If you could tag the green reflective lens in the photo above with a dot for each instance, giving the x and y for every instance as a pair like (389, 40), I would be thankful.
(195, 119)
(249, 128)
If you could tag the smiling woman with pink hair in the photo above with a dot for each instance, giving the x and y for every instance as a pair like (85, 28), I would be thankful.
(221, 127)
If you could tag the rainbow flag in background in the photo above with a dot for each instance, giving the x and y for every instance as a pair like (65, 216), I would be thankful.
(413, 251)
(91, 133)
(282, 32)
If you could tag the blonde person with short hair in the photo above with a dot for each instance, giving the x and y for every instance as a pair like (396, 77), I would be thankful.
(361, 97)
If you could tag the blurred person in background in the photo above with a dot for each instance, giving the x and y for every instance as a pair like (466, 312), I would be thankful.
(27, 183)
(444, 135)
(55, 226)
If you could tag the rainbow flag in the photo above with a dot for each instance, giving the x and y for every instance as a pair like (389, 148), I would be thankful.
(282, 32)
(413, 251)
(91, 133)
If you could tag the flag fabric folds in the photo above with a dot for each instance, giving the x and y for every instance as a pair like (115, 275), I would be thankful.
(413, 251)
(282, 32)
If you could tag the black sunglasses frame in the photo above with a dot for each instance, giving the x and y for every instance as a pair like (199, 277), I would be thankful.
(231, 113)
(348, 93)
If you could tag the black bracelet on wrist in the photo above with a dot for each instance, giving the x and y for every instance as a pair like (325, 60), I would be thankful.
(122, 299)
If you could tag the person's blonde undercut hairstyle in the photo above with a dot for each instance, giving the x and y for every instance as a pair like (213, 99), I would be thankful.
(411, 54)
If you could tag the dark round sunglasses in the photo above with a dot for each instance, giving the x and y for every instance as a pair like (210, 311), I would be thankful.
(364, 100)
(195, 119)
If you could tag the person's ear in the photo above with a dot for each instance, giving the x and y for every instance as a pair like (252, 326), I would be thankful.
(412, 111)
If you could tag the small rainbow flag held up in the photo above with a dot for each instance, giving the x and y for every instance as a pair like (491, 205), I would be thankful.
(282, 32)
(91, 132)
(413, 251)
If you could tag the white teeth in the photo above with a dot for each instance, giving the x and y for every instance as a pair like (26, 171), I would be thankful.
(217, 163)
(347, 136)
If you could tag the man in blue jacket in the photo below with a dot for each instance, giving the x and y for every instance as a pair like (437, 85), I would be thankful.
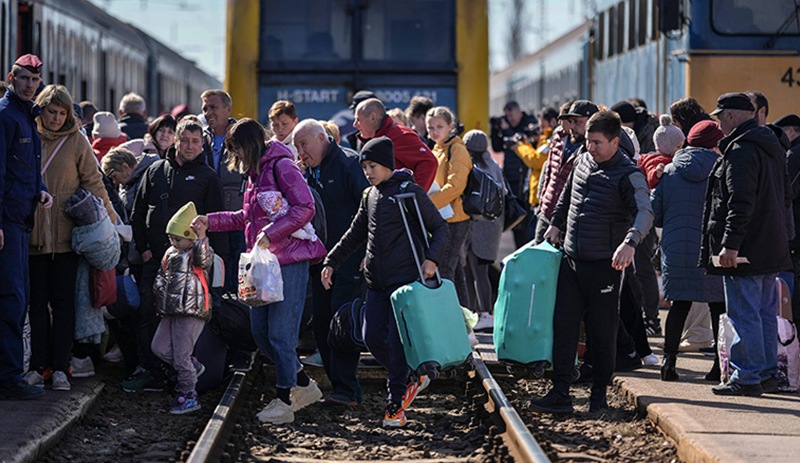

> _Instruction_:
Could you write out all of the records above again with "thankful" replaced by "grateful" and everything else unchanged, leaving the pictures out?

> _Right answer_:
If you could tag the green reflective lens in the photo above with a dot for each instance, giving the x and y for every instance as a pair like (389, 40), I would be grateful.
(195, 119)
(249, 128)
If you could tag the smiling woman with pink hair in the photo above with a dot for each instance, giving the x and y for every instance as a pair like (85, 28), I would be grateful.
(221, 127)
If you could tag the rainbow flag in background in the photo above with a dot for each instance, giving the x and y for every instance as a pair like (65, 216), I would be grateful.
(413, 251)
(91, 133)
(282, 32)
If you could tag the blonde person with short hair in the photo above with a dot for each instance, giving the x and y for every instance as a pair like (396, 77), I would be grateful.
(361, 97)
If you could tag the blurred person in background in the photo above with a dot for each instance, giving the x and y for every instance as a pair like (466, 312), I would be grateful.
(27, 183)
(444, 135)
(55, 226)
If you could tag the rainbow flag in the photo above with a dot for each instance, giving the x and y for every instance as a pair like (389, 148), I would be grateful.
(282, 32)
(413, 251)
(91, 133)
If you could tag the flag fabric folds in the photo above with a dot for each instance, giving the x and y for every instance as a pair like (115, 275), I would be grateful.
(413, 251)
(282, 32)
If you could tag the black sunglasses frame in the photo above with a dot for each instance, giving the x and y for every instance as a pair like (199, 277), I would be grateful.
(231, 113)
(348, 93)
If you could tag the black bracelet on wrist in the photo above with a dot for each instance, giving the x and y for every instance as a pair like (325, 60), I would be grateful.
(122, 299)
If you could tag the person's blonde undercut hairstyle in the photo above with a dot for each instance, giving the x and y for every instance as a pair like (213, 99), I would be grateful.
(411, 54)
If you could tag the dark round sunglasses in the photo above with a dot for each instance, giving the x and y for every instance as a pair like (210, 311), I would be grateful.
(364, 100)
(195, 119)
If you could tag the person's ear in the photo above with a dot for each instance, giving the x and y for every instance as a pair like (252, 326), I would be grateful.
(412, 111)
If you could tag the small rainbow flag held up in the photo above with a dot for each instance, giving the x and y for every instance as a pair like (491, 205), I would be grateful.
(282, 32)
(91, 132)
(413, 251)
If you could tag the white teeth in the photo above with a dot for each instance, giving the x and y for every instance as a pair like (26, 171), I would be grateful.
(217, 163)
(347, 136)
If you could tag the man in blue jacket in the photo below with a dot for each instance, giving the x and y for every instance as a pair like (437, 85), I would be grateful.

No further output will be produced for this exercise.